— STATED EXERCISE —
Please convert every line of the rows below into a Markdown table with the columns "No." and "Line", numbering each line and skipping blank ones. Leave the pictures out.

# start of PROVIDED MATERIAL

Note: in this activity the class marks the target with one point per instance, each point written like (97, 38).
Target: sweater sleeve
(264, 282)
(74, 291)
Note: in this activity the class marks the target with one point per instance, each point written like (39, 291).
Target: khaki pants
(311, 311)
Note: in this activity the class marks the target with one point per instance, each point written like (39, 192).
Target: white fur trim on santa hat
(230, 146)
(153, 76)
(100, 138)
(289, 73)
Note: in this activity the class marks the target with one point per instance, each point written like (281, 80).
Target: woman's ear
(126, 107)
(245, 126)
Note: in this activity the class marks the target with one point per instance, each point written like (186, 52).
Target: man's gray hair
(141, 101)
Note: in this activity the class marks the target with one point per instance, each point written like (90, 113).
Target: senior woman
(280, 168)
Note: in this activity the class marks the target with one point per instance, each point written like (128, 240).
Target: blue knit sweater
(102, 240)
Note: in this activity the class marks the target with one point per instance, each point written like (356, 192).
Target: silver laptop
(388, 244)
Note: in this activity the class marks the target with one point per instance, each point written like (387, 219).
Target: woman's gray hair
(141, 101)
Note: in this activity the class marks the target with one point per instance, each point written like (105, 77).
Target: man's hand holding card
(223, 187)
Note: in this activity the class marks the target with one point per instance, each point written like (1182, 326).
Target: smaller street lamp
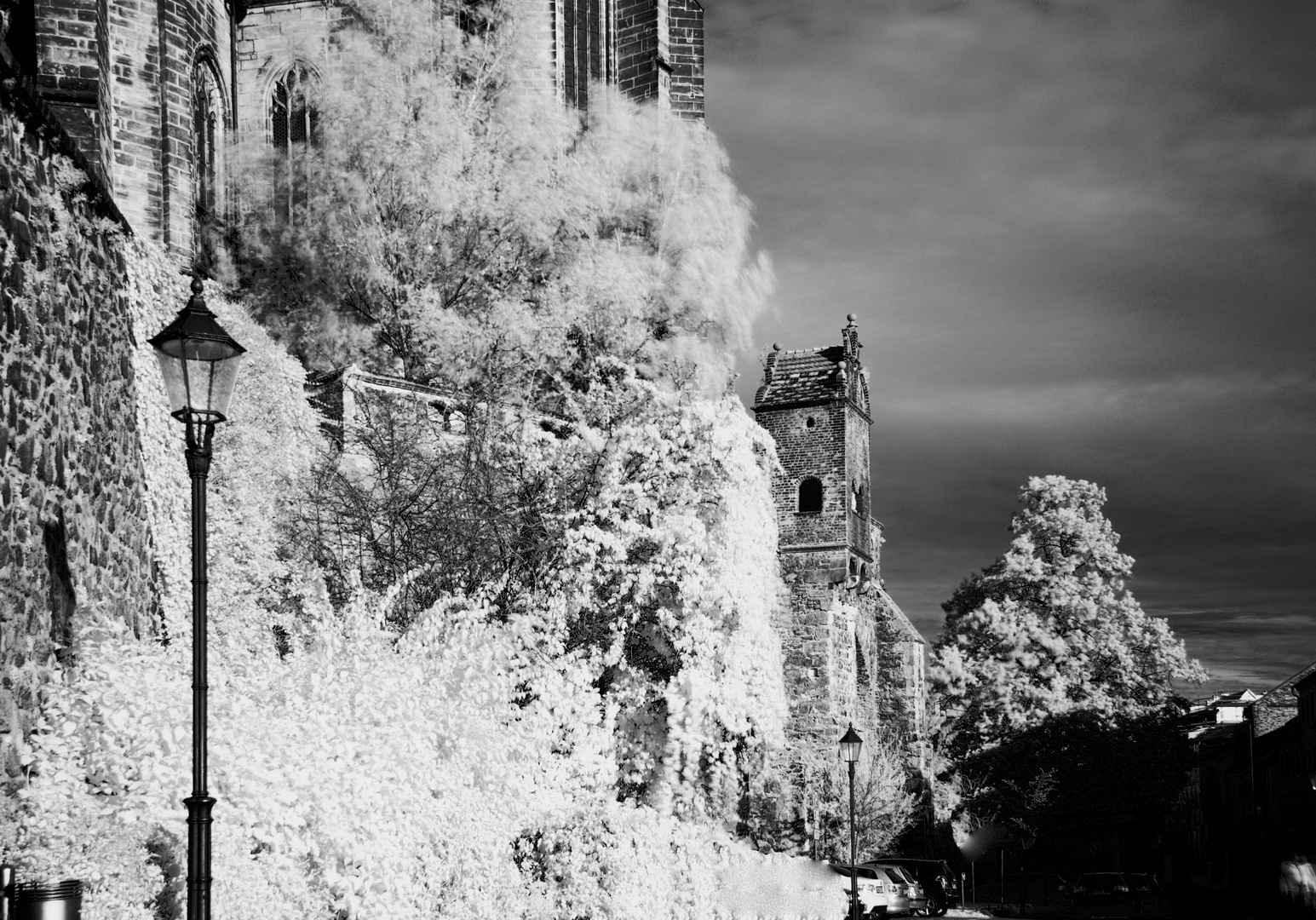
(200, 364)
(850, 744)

# end of PROVIDED MATERIAL

— EXERCISE RESPONSE —
| No. | Line |
|---|---|
| 1 | Note: in this activity the class marks the target with one point per instance, each point written like (97, 38). |
| 2 | Target: sweater sleeve |
| 3 | (264, 282) |
| 4 | (74, 291) |
| 5 | Note: in this activity the class marks the target with one point per instance, each point written like (39, 291). |
| 6 | Target: khaki pants |
| 7 | (311, 311) |
| 8 | Note: in this activity the class marks the target with one point per instance, each point written like (39, 192). |
| 9 | Target: white fur trim on santa hat |
| 10 | (230, 146) |
| 11 | (153, 76) |
| 12 | (100, 138) |
| 13 | (289, 73) |
| 14 | Note: in this activity the class marks the target with one point per instance, each point written like (281, 80). |
| 15 | Target: woman's ear |
| 16 | (126, 107) |
| 17 | (245, 126) |
| 18 | Note: in this activity the class marks the target with one point per instance, each point written like (186, 52). |
| 19 | Target: man's gray hair |
| 20 | (141, 101) |
| 21 | Note: in this activity the class marks the target with one point per instance, each point written like (90, 113). |
| 22 | Target: senior woman |
| 23 | (280, 168) |
| 24 | Note: in this activity the class marks the target with one point per instance, each point written like (128, 240). |
| 25 | Target: blue knit sweater |
| 26 | (102, 240) |
| 27 | Note: in this activity the class marks the target with one point per instance, each point written like (356, 192). |
| 28 | Target: silver laptop |
| 29 | (388, 244) |
| 30 | Note: in this activity the class marks the target with one point per instance, each point written like (387, 219). |
| 31 | Target: woman's gray hair |
| 32 | (141, 101) |
| 33 | Note: in this activity the class marks the target with one point per instance, each point written like (105, 77). |
| 34 | Target: man's hand holding card |
| 35 | (223, 187) |
| 36 | Note: in this activity the class marks the target with one point per instance, each point written like (1182, 326). |
| 37 | Target: smaller street lamp |
| 38 | (200, 364) |
| 39 | (850, 744) |